Exercise goal → Would you write out the entries below, every one of them, exactly?

Provided data →
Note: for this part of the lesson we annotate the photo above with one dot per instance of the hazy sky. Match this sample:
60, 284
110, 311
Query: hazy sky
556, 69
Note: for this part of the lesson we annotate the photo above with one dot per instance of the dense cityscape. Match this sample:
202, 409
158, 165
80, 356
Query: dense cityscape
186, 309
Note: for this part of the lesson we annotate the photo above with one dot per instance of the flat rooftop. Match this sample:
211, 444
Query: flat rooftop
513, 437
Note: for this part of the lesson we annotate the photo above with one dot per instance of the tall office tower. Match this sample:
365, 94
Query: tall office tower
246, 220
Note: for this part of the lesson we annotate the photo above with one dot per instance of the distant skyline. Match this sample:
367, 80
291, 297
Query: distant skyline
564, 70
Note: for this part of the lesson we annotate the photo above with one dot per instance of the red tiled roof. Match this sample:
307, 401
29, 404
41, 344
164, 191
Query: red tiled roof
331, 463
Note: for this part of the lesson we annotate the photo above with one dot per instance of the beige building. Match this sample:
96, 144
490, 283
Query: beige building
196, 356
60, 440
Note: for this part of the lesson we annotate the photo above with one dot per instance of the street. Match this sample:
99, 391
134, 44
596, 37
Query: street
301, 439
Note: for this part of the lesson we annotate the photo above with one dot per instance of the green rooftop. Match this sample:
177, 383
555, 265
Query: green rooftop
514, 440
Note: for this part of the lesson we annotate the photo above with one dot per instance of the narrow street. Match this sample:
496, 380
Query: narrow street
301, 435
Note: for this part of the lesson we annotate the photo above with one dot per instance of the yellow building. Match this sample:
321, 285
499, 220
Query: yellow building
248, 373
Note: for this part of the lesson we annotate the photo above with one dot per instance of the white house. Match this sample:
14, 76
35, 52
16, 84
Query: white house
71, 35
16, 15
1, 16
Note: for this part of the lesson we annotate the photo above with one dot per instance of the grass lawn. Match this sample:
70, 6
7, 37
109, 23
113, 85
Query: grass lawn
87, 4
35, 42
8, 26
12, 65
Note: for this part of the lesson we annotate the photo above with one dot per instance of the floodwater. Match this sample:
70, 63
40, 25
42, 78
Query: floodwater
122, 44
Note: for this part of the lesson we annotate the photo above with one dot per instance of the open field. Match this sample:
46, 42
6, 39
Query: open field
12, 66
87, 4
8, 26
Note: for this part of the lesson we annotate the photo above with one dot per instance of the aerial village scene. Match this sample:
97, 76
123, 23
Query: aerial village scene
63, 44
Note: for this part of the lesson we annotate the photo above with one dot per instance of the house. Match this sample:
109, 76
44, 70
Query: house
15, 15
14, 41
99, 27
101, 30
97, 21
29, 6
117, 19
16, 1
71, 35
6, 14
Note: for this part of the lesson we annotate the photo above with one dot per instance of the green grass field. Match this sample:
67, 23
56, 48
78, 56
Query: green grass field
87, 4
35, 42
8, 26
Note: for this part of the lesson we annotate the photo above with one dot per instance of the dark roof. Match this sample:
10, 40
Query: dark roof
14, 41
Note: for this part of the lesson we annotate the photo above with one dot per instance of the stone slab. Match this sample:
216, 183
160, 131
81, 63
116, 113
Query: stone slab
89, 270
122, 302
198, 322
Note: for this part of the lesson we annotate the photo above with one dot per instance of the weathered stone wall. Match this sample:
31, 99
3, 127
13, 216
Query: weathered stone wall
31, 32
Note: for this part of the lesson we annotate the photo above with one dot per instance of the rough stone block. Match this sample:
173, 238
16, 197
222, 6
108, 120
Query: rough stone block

Written response →
Note: for this part of the lesson we annotate the photo above with one dot per instance of the hazy sky. Match this sample:
60, 284
110, 311
Query: hazy sky
556, 69
Note: for this part of the lesson we annotate the photo above with one dot per instance of the dense cityscape. Match this sample:
202, 409
158, 165
80, 356
Query: dense cityscape
186, 309
Note: for this part of the lesson we annotate the photo above with one dot per instance of the flat rooftop. Match this sample:
211, 444
Query: flat rooftop
513, 437
Note: for this part of the lesson we annotate the photo above with one dot per instance of the tall office tower. Match this sample:
365, 94
Query: tall office tower
246, 220
Note: for this part of the lesson we annotate the photo above with one dot per instance of the distant skyline. Match this sample:
367, 80
291, 297
Query: distant skyline
564, 70
Note: for this part of the lesson we annotate the photo above with one dot per instance of the red tiled roof. Match this sample:
307, 401
29, 404
41, 344
164, 191
Query: red tiled roof
331, 463
Note: for this part of the lesson we annotate the photo above with one dot per instance of the beige building. Match this sample:
96, 144
490, 283
Query: beige building
196, 356
60, 440
Note: for this part of the lesson we annotate the photo above with one dot per instance of the street. Match this sample:
99, 391
134, 44
596, 37
Query: street
301, 439
Note: for this part of the lesson we annotate the photo above with one dot per instance of the green rooftop. Match this sample:
177, 383
555, 265
Query: green rooftop
514, 440
Note: for this part of the lesson we annotate the photo above with one dot per instance of the narrow street. Match this sample:
496, 380
Query: narrow street
301, 435
Note: for this part of the lesson we annotate the photo above with one dot per instance of the yellow building. Match this sample:
321, 285
499, 220
Query: yellow building
248, 373
Note: for this part of the lesson we annotate the photo above with one dot per instance of the white house. Match this sample:
14, 76
35, 52
16, 84
Query: white house
71, 35
16, 15
1, 16
Note: for this part of the lesson we annotate the photo above with one dot per instance of the grass lawn. Match this sample:
70, 6
7, 37
109, 23
113, 85
Query: grass lawn
87, 4
35, 42
8, 26
12, 65
Note: for this part of the lesson we annotate the photo above with one dot per instance of the floodwater. Match this sample:
70, 63
40, 25
42, 78
Query: floodwater
122, 44
Note: for this part of the lesson we annotate the photo above with one dot per instance of the open field. Match this sample:
46, 42
6, 39
Query: open field
12, 66
87, 4
8, 26
Note: for this part of the lesson we annotate the photo above with one dot per instance of the aerial village scene. Match this sample:
97, 76
123, 23
Query: aerial village scene
63, 44
Note: for this part of the lesson we annotate the photo above with one dot per instance of the house. Match this sample:
109, 76
44, 70
Query: house
15, 15
14, 41
99, 27
101, 30
97, 21
29, 6
117, 19
16, 1
71, 35
6, 14
Note: for this part of the lesson we annotate the photo above with one dot per instance of the green grass field. Match this sample:
67, 23
56, 48
78, 56
Query: green grass field
87, 4
35, 42
8, 26
Note: for this part of the lesson we annotate the photo above with one dot per instance of the dark roof. Match this sample:
10, 40
Query: dark roof
14, 41
Note: for this part of the lesson we annotate the photo above with one dot per instance of the stone slab. Match this sample:
216, 183
160, 131
81, 63
116, 113
Query: stone slab
89, 270
122, 302
198, 322
Note: for this part of the lesson we annotate the photo above with one dot per instance of the weathered stone wall. Match this sample:
31, 99
3, 127
13, 216
Query: weathered stone wall
31, 32
Note: for this part of the lesson we annotate the photo above with one dot per instance of the rough stone block. Match this sample:
173, 238
16, 197
222, 6
108, 120
Query: rough stone block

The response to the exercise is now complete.